- **Text segment**
========

The following is part of an assignment so no full answers please.
I am given the following VARX process:
$$ Y(t) = \mu + \sum_{p=1}^P A_p Y(t-p) + BU(t) + \epsilon (t), $$
with $t=1, \dots ,T$. Moreover: $Y(t) \in \mathbb{R}^n, \mu \in \mathbb{R}^n, A_p \in \mathbb{R}^{n\times n}, B \in \mathbb{R}^{n\times d}, U(t) \in \mathbb{R}^d$ and $\epsilon (t)$ is $N(0_n, \sigma I_{n\times n})$ and describes the noise. The goal is to estimate the parameters $\mu, A_p,B$ with least squares. I have some difficulties with the derivation of the matrix $A$:
$$ \frac{\partial}{\partial A_p} S = \sum_{t=1}^T \left[ \left( Y(t)- \mu - \sum_p A_p Y(t-p) + BU(t) \right) \sum_p \frac{\partial}{\partial A_p} \left( A_p Y(t-p) \right) \right] = 0 .$$
Regarding the partial derivative in this equation, is it correct to do the following:
$$ \sum_p \left[ \frac{\partial}{\partial A_p} \left( \sum_{i=1}^n \sum_{j=1}^n (a_p)_{i,j} y_j(t-p) \right) \right] = \sum_p \left( \sum_{i=1}^n \sum_{j=1}^n y_j(t-p) \right) ?$$
There is a lot of extraneous detail in your problem statement, so let's start with some cleanup.

========

- **Record extracts**
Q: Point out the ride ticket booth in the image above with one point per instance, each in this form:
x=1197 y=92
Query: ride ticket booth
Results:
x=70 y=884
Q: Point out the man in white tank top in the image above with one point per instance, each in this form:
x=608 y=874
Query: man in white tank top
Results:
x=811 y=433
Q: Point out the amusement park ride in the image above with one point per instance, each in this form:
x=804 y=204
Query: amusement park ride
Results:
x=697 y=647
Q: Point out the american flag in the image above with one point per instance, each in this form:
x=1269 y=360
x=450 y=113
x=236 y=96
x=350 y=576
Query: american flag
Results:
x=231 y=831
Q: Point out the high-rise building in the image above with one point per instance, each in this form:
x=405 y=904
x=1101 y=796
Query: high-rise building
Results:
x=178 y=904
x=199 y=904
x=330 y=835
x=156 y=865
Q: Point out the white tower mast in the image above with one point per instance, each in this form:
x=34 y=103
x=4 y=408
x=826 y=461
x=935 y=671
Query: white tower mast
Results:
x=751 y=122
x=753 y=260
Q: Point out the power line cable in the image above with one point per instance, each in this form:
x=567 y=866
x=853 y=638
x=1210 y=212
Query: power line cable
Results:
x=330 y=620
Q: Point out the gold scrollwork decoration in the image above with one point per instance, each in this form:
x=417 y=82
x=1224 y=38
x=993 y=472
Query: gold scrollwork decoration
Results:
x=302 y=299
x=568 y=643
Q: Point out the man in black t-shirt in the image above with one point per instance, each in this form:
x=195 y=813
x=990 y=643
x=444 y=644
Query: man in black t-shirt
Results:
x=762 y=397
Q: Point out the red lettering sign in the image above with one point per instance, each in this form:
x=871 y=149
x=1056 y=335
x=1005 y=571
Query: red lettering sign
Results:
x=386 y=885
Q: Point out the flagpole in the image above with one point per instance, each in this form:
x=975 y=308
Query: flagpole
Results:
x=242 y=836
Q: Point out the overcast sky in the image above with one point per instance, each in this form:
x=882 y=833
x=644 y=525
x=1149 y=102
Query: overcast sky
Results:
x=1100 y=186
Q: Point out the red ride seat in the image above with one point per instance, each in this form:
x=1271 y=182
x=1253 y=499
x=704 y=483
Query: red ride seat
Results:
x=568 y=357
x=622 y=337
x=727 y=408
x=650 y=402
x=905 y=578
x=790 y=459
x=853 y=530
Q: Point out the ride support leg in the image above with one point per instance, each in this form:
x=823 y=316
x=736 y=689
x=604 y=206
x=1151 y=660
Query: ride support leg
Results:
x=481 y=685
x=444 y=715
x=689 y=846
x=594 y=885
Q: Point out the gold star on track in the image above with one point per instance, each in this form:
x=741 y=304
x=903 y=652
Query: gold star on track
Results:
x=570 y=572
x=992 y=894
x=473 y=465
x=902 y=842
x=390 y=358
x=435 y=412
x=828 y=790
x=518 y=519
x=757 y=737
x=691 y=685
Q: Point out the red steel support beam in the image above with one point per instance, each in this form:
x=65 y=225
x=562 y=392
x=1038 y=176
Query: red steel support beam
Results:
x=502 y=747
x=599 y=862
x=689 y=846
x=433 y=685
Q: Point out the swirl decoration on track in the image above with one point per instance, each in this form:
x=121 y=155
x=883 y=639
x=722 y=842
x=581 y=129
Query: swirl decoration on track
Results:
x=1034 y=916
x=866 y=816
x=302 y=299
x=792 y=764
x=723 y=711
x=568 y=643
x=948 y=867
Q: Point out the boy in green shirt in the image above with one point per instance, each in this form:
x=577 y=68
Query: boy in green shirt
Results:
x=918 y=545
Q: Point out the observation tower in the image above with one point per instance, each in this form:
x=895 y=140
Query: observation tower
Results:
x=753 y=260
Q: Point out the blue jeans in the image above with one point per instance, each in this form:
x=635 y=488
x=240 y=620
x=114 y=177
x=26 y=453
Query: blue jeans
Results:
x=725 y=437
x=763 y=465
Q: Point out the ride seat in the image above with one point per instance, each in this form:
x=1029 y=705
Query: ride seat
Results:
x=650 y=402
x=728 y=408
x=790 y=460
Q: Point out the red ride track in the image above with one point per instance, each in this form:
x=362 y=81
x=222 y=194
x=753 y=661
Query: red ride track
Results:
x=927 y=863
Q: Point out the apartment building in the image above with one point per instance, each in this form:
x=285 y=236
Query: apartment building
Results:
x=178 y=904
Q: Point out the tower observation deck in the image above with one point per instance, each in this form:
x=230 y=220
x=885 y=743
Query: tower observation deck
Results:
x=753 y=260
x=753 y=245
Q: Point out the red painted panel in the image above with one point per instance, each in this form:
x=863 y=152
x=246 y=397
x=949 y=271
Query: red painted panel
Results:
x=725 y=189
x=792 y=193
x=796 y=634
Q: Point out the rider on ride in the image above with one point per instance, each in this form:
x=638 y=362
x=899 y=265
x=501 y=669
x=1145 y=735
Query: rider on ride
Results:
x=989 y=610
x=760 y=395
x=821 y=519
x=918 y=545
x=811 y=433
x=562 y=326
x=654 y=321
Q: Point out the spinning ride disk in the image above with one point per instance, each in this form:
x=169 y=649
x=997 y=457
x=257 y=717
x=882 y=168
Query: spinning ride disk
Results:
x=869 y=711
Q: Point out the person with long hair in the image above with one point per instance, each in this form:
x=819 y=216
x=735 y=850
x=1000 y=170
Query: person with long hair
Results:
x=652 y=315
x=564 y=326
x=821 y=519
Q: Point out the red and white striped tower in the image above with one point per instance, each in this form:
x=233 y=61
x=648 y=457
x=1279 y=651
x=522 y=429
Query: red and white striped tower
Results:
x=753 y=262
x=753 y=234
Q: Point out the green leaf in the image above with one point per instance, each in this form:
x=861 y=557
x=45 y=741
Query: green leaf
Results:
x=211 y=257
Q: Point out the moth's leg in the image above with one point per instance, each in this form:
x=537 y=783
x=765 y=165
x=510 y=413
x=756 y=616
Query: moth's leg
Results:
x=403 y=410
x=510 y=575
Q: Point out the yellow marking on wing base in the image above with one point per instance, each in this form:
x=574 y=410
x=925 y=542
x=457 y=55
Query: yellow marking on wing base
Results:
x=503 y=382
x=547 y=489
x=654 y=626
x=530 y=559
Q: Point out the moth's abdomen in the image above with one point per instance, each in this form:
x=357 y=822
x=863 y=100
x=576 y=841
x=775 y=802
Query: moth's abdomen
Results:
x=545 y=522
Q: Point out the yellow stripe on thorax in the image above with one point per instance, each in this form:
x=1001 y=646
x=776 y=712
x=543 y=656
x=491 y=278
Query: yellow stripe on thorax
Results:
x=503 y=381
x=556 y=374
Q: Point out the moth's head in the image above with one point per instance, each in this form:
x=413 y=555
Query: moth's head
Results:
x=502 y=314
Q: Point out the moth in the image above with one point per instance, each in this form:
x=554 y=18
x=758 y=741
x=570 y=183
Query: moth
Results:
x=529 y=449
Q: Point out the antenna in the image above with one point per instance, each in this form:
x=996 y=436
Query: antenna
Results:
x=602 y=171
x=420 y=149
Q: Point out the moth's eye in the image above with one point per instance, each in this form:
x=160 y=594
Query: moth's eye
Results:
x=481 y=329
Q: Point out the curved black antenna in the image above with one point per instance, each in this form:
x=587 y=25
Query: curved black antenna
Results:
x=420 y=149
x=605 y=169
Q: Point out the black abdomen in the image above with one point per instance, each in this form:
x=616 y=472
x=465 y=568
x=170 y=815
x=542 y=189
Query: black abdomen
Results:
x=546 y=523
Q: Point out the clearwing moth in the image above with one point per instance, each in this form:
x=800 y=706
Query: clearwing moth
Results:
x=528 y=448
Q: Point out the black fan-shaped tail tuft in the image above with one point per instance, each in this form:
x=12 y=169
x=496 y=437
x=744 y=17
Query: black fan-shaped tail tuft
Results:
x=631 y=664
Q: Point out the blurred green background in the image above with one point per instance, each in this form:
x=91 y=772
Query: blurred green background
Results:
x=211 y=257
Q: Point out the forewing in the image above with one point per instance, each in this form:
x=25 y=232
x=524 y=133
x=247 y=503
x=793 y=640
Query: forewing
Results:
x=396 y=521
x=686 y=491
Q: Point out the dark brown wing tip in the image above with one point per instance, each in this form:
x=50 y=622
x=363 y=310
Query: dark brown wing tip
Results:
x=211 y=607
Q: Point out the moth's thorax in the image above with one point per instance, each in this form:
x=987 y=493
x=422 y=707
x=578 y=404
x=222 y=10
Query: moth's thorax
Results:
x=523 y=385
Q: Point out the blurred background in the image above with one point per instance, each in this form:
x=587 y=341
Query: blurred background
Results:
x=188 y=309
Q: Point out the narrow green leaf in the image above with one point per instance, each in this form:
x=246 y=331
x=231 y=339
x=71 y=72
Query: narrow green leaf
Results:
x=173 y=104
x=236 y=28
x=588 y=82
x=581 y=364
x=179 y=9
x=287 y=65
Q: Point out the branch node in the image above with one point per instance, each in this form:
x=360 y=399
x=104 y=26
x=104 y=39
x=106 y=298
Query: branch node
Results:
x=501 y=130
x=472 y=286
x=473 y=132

========

- **Actions to take**
1. In the VARX least-squares thread, which parameters are to be estimated with least squares?
2. Resume the VARX least-squares thread from its final sentence, carrying on with the reply that begins by cleaning up the problem statement.

- **Answer set**
1. μ, A_p, and B.

2.
First, we'll reserve uppercase letters for matrices, and use lowercase letters for vectors, and greek letters for scalars.
Next, define vectors which omit the dependence on the time-step which is irrelevant to finding the derivative wrt the $A_p$ parameter. $$\eqalign{ y &= y(t) \cr w_p &= y(t-p) \cr c &= c(t) = \epsilon(t) + Bu(t) + \mu \cr z &= c+\sum_p A_pw_p - y\cr }$$ Now write the norm using the inner/Frobenius product (represented by a colon) $$\eqalign{ \phi &= \|z\|_F^2 = z:z \cr d\phi &= 2z:dz \cr &= 2z:\sum_p dA_pw_p \cr &= \sum_p\Big(2z: dA_pw_p\Big) \cr }$$ I'll let you figure out how to obtain $\frac{\partial\phi}{\partial A_p}$ from there.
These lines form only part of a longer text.